EXERCISE TASKS —
**1)** From the book announcement, reproduce the passage starting with "I want to talk" and going on through "to 2500 words.", word for word.
**2)** Condense the book announcement's paragraph beginning "As I wrote, I realized I had three books" into a bulleted list that keeps its main facts.
**3)** Translate this sentence from the book announcement into Spanish: "So I changed the universe to my own, and the story evolved from my original conception."

READING PASSAGE —
BEGIN

Upcoming Book Announcement

I have finished The Coup Trilogy and the third book is up for pre-sale (well the ebook is, they don't appear to allow me to pre-sell the paperbacks.)

Rising From the Ashes

I want to talk a bit about The Coup and what I was intending when I wrote it.

It started out as a little thing, as so many things do. Just a 500-word fan fic for a little known (at the time) TV show called Firefly. Then, that expanded to 2500 words.

By the end of it I had a novel idea, but I didn't want to spend time writing a novel that couldn't be published. So I changed the universe to my own, and the story evolved from my original conception.

I started to write, but I was working full-time and somehow it was hard to find the time to concentrate. That was in 2003. In 2018, I retired and decided I would finish it. I published the first book in 2020.

As I wrote, I realized I had three books. Book one would be the origin story. How the war came to happen. Book two would be the story of the war itself. And book three would be the aftermath. Most people only do a chapter or two on aftermath, if they write about it at all. But my background makes me especially interested in aftermath, so it got a whole book. Little did I realize how difficult that might be. It wasn't that I didn't have plenty to say; but aftermaths are messy, they don't follow the regular story structure. Instead of coming together to deal with a major event, they split apart to take up their lives again. The third book turned out to be the most difficult to write.

The whole series is epic in scope. It wasn’t intended to be. But the story wants to be what the story wants to be. One of the many lessons I have learned while writing this. And I have always been a complex thinker. I suppose it shouldn’t have been so much of a surprise that I would want to tell a complex story.

I could have written this as straight up action adventure with epic space battle after epic space battle. It would have been a much shorter story. Maybe even one book. But I find those stories tedious and dull. I needed more.

So it evolved into a study of the personal impact of war. That seems an odd choice for subject matter for someone who didn't serve inn the military. But my father was a doctor in a MASH unit in Korea and the love of my life was a retired Naval Officer who served in Vietnam. Almost all of my childhood friends had fathers who had served and mothers who had dealt with World War II on the homefront. My whole generation was born in aftermath. I also worked for the military as a civilian analyst, and, probably most critical, I grew up on the grounds of a VA hospital where I saw the aftermath of war every day.

END

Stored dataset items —
BEGIN

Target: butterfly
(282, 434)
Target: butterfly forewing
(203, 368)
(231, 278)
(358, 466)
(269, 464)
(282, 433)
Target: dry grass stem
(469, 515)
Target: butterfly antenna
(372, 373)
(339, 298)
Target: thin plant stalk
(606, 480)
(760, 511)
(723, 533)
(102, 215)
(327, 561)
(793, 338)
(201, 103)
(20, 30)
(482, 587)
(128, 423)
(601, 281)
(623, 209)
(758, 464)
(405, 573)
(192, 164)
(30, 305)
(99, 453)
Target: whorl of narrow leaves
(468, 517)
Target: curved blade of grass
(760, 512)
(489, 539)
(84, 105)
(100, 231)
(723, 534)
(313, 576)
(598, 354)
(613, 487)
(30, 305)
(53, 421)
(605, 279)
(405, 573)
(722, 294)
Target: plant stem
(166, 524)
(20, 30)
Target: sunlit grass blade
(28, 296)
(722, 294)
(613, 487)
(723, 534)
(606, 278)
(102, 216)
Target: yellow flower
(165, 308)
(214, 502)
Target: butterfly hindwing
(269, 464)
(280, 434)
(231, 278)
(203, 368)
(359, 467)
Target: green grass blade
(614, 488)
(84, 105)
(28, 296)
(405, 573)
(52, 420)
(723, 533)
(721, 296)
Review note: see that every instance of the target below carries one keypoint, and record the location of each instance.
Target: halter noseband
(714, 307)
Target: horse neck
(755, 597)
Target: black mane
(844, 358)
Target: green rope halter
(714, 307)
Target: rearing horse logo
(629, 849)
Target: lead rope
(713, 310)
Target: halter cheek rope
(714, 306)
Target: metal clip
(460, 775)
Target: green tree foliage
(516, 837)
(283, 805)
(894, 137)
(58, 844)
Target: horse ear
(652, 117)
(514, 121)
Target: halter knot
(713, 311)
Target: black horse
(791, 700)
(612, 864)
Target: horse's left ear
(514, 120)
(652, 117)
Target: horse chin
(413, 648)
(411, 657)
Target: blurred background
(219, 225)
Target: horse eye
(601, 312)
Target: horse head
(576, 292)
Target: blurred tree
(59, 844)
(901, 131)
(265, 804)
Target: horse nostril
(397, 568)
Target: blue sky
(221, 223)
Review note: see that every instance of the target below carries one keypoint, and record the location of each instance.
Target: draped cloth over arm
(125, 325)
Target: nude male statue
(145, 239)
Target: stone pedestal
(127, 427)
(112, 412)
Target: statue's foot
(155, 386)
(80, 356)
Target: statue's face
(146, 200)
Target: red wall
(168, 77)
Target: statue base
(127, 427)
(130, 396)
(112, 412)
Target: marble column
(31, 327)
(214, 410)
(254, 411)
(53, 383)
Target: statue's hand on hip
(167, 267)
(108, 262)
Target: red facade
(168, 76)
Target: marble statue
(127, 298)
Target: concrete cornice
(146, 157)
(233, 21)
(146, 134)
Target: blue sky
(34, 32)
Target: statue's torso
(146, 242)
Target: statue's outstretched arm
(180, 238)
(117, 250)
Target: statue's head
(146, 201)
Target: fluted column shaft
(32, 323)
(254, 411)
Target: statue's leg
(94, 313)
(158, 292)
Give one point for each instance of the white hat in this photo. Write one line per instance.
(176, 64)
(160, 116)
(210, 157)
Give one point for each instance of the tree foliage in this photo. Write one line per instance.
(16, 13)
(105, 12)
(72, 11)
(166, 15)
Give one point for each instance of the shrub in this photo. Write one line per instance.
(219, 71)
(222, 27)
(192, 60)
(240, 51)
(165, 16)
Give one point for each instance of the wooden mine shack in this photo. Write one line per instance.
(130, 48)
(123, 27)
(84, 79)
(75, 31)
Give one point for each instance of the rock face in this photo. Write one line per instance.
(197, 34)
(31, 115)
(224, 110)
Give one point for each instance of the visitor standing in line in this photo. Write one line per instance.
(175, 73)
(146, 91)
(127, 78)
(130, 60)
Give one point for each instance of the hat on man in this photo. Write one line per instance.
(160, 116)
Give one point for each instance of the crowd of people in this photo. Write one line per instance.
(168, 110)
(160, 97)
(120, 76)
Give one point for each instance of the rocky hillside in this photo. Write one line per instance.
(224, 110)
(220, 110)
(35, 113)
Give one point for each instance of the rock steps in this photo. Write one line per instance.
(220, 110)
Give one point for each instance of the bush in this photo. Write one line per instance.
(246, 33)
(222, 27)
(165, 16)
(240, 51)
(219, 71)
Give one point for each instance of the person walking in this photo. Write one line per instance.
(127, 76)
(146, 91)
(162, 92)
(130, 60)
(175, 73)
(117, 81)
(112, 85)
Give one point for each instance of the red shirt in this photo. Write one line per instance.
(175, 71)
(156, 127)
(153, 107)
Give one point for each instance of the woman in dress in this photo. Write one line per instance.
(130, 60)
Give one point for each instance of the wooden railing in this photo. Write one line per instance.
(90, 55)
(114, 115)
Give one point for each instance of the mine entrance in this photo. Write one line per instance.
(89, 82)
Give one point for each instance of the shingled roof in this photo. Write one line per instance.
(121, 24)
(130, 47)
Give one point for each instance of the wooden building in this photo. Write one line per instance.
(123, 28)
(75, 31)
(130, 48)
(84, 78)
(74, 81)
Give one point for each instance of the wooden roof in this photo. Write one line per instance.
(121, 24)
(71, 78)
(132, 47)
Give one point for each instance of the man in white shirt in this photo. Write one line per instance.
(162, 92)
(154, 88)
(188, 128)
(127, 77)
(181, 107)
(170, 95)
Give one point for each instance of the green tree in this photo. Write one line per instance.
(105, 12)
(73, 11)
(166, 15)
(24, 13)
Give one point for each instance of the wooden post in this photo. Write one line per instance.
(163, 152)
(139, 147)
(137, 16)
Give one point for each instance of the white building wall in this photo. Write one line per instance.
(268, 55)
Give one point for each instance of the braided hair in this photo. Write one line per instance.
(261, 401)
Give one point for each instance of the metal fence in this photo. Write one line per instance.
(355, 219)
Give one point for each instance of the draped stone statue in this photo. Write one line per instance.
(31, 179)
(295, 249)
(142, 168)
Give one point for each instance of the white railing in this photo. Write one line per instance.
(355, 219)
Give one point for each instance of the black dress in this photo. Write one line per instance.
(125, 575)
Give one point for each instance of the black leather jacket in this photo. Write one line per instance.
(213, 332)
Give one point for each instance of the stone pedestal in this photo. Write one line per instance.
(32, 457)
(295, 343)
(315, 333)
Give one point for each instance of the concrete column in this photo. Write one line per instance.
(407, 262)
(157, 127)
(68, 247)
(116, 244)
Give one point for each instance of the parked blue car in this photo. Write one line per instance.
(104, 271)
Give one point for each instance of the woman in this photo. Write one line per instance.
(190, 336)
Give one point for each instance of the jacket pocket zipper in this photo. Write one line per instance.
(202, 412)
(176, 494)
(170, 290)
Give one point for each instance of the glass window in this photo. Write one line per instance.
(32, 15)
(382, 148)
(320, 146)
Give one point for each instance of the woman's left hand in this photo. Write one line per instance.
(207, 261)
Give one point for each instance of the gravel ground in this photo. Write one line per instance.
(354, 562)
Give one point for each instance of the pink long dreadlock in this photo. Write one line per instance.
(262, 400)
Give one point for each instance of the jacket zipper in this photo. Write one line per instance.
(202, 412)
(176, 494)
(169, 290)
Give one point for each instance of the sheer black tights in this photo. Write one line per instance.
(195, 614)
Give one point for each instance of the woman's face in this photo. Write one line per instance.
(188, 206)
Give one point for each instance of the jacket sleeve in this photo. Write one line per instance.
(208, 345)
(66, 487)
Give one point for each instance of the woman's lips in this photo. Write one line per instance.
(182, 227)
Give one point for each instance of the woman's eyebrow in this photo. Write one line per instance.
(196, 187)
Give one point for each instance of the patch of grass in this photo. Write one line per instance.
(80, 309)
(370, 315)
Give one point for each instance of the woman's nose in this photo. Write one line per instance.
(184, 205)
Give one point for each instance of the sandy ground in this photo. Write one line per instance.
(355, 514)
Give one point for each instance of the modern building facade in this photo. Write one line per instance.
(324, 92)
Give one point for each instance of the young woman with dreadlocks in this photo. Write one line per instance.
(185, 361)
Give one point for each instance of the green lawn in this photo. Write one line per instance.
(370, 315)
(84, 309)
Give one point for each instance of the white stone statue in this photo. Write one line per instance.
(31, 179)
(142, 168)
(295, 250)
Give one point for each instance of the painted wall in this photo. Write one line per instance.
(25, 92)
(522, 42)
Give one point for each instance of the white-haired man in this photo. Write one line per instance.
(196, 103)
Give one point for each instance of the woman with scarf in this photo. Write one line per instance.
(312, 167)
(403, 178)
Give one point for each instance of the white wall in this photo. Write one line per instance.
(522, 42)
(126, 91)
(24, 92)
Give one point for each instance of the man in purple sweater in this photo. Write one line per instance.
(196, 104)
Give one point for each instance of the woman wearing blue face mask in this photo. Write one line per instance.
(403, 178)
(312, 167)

END

ANSWERS BY TASK —
**1)**
I want to talk a bit about The Coup and what I was intending when I wrote it.

It started out as a little thing, as so many things do. Just a 500-word fan fic for a little known (at the time) TV show called Firefly. Then, that expanded to 2500 words.

**2)**
- The story turned out to need three books.
- Book one: the origin story, showing how the war came to happen.
- Book two: the war itself.
- Book three: the aftermath. Most writers give aftermath a chapter or two at most, but my background made me especially interested in it.
- Aftermaths are messy and don't follow the regular story structure. People split apart to take up their lives again instead of coming together to deal with a major event.
- The third book was the most difficult to write.

**3)** Así que cambié el universo por uno propio, y la historia evolucionó a partir de mi concepción original.